REQUIREMENT 1 = Transcribe the part of the article on Gleaner vendor William Parkins from "Legendary MoBay Gleaner" up to and including "bout of illness.".
REQUIREMENT 2 = In the article on Gleaner vendor William Parkins, where was Parkins originally from?
*** SELECTED TEXT ***
Sun | Dec 5, 2021

Legendary MoBay Gleaner vendor ‘Jay’ is dead - Ends dedicated innings of service at the age of 89

Published:Tuesday | November 3, 2020 | 12:11 AMAdrian Frater/News Editor
William Parkins, late Gleaner vendor.
William Parkins, late Gleaner vendor.

Western Bureau:

Legendary Newspaper vendor William ‘Jay’ Parkins, who was the face of The Gleaner on the streets of Montego Bay, St James, for over 50 years, died last Thursday after what his family said was a brief bout of illness.

The 89-year-old Parkins, who was originally from Pondside, Hanover, but who made Montego Bay his home for well over 60-years ago, won numerous long- service awards from The Gleaner for his years of service, which was marked by his unwavering commitment to delivering high-quality service with his winning smile.

“Jay was a faithful face of The Gleaner over many years,” said Jenni Campbell, who served for several years as the manager of The Gleaner’s Western Bureau before moving back to Kingston, having been elevated to the position of managing editor.
*** End of SELECTED TEXT ***
*** DATA PROVIDED ***
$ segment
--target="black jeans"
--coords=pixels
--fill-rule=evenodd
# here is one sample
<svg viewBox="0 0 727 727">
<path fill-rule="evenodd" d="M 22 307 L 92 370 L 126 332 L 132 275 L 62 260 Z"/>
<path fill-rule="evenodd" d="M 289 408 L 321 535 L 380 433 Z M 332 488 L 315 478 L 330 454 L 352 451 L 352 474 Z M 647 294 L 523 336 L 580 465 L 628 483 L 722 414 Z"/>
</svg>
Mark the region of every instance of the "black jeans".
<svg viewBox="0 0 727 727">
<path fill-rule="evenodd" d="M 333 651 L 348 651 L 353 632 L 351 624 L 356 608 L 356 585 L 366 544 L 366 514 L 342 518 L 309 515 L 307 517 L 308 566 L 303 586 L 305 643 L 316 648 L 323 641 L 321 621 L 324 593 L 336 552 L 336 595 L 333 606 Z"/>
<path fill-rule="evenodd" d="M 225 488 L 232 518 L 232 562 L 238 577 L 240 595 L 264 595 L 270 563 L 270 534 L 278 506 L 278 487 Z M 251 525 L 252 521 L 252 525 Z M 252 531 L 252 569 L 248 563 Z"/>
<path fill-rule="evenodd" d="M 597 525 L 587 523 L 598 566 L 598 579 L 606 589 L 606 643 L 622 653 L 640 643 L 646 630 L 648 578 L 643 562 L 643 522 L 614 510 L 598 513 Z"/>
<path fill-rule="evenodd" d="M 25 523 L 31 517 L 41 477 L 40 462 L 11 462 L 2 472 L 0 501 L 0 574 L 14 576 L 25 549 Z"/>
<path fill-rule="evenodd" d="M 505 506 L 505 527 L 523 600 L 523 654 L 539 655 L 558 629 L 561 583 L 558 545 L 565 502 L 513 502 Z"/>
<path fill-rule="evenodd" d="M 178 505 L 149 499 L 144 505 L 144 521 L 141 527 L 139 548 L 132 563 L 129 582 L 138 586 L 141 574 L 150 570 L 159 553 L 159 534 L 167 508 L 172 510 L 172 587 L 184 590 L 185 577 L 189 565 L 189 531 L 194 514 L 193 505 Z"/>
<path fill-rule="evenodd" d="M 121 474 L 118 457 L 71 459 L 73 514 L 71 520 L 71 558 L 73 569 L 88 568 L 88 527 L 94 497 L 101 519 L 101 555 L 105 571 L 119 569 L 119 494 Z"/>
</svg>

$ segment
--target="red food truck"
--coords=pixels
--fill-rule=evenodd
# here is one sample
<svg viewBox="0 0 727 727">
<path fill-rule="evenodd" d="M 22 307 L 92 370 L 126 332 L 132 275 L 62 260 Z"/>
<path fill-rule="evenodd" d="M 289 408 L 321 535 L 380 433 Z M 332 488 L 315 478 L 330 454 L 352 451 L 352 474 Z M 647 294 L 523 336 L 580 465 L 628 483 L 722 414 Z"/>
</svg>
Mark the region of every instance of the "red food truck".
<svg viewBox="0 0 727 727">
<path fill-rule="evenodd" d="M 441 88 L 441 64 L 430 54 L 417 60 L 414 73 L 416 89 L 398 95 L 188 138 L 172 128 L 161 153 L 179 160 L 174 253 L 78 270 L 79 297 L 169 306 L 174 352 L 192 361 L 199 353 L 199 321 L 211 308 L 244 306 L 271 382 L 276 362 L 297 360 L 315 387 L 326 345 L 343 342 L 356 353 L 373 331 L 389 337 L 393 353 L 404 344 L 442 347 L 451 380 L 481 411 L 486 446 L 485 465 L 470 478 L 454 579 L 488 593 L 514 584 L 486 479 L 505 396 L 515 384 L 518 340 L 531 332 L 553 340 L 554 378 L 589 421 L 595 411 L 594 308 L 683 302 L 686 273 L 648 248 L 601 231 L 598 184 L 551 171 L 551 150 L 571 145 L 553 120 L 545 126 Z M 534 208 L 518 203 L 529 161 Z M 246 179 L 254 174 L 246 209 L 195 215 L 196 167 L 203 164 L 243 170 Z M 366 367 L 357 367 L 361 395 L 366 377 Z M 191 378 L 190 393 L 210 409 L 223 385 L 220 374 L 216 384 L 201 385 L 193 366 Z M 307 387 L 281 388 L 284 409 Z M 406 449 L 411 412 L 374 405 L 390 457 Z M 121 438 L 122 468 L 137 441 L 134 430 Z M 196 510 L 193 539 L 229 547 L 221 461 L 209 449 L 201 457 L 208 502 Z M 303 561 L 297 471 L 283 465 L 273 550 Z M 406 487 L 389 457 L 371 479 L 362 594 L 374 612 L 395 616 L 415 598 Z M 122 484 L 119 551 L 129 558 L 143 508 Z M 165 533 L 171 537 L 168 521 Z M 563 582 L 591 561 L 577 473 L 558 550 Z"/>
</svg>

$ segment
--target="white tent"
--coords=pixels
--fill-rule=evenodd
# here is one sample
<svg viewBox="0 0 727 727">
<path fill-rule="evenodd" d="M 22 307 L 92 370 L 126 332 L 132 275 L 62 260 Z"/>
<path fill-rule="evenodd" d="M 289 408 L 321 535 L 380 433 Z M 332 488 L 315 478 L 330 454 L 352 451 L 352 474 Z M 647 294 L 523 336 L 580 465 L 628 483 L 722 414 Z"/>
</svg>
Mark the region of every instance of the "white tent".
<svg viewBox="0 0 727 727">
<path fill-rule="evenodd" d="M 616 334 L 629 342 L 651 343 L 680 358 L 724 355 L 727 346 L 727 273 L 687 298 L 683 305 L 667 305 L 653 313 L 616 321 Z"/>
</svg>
*** End of DATA PROVIDED ***
WRITTEN REPLY 1 =
Legendary MoBay Gleaner vendor ‘Jay’ is dead - Ends dedicated innings of service at the age of 89

Published:Tuesday | November 3, 2020 | 12:11 AMAdrian Frater/News Editor
William Parkins, late Gleaner vendor.
William Parkins, late Gleaner vendor.

Western Bureau:

Legendary Newspaper vendor William ‘Jay’ Parkins, who was the face of The Gleaner on the streets of Montego Bay, St James, for over 50 years, died last Thursday after what his family said was a brief bout of illness.

WRITTEN REPLY 2 = Pondside, Hanover.